### 提供された抜粋
▬▬▬▬▬▬▬▬▬▬
ウイルスなどマルウエア(悪意あるソフトウエア)の感染経路と言えば、メールが中心だったが、最近は家族や友達からのFacebookメッセージにも注意が必要だ。油断をしないよう、大手セキュリティ企業のトレンドマイクロが呼びかけている。
トレンドマイクロが例として挙げるのは、8月に日本で見つかったFacebookの迷惑メッセージだ。
こうした迷惑メッセージは家族や友達などが意図せず送り主になってしまうことが多いため、つい内容を信じてしまう恐れが高くなる。
今回の例では、動画を含むURLを教えてくれるように見えるが、日本語圏でのやりとりなのになぜか英語を使っているのが特徴。
くだんのURLは「bitly.com」で始まっているが、長くてあつかいづらいURLを短縮するツールを使った結果で、タップすると別のURLを開くようになっている。URLを短縮するツールはbitly.comをはじめ「goo.gl」や「kuku.lu」「x.co」などが普及しており、便利な一方、不審なURLをごまかすためサイバー犯罪者が悪用する場合もある。
さてURLを開くと、写真や文書を手軽に共有できるツール「Googleドライブ」があらわれ、動画を偽装したPDFを表示する。
▬▬▬▬▬▬▬▬▬▬
### データ抜粋
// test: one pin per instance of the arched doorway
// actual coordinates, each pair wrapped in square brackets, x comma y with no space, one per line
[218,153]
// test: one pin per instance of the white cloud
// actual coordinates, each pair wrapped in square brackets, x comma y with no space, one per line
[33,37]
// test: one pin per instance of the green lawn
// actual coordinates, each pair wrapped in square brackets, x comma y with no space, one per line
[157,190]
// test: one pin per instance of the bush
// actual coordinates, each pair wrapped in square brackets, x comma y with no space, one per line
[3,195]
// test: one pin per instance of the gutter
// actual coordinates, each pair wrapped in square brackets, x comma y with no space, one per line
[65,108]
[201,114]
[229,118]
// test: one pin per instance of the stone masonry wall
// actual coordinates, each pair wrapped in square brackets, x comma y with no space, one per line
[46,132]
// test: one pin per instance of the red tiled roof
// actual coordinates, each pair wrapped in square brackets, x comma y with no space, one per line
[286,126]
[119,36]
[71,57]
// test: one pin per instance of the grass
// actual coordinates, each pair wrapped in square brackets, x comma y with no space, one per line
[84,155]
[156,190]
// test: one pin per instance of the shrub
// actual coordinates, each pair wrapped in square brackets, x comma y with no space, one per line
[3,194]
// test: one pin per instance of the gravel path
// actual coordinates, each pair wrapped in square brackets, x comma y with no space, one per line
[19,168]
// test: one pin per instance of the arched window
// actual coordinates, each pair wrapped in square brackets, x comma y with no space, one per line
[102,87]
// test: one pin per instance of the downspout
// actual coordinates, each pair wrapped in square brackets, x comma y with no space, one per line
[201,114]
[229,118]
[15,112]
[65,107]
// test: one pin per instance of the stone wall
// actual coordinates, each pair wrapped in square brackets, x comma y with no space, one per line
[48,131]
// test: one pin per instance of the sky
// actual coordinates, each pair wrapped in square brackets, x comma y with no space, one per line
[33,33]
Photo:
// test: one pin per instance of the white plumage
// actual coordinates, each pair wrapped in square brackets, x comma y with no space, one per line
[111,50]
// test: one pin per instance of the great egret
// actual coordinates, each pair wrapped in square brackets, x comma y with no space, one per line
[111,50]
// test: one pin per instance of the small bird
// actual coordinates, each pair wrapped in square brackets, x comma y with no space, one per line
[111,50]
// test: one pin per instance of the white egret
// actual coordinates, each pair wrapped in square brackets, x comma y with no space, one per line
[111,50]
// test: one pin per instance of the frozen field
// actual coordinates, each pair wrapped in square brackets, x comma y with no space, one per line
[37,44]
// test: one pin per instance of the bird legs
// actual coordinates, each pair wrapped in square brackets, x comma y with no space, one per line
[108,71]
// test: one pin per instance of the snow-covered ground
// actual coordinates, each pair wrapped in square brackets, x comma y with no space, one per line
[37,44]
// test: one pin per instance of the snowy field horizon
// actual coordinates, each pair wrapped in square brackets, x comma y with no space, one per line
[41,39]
▬▬▬▬▬▬▬▬▬▬
### 作業依頼
抜粋をもとに、次の問いに答えてください。
(a) トレンドマイクロが例として挙げた迷惑メッセージは、いつ、どこで見つかったか。
(b) その例のメッセージの特徴として、抜粋はどんな点を挙げているか。
(c) URLを開くと何があらわれ、何が表示されるか。
データの行は参照しなくても解ける。

### 解答例
(a) 8月に日本で見つかった。
(b) 日本語圏でのやりとりなのに、なぜか英語を使っている点。
(c) 「Googleドライブ」があらわれ、動画を偽装したPDFが表示される。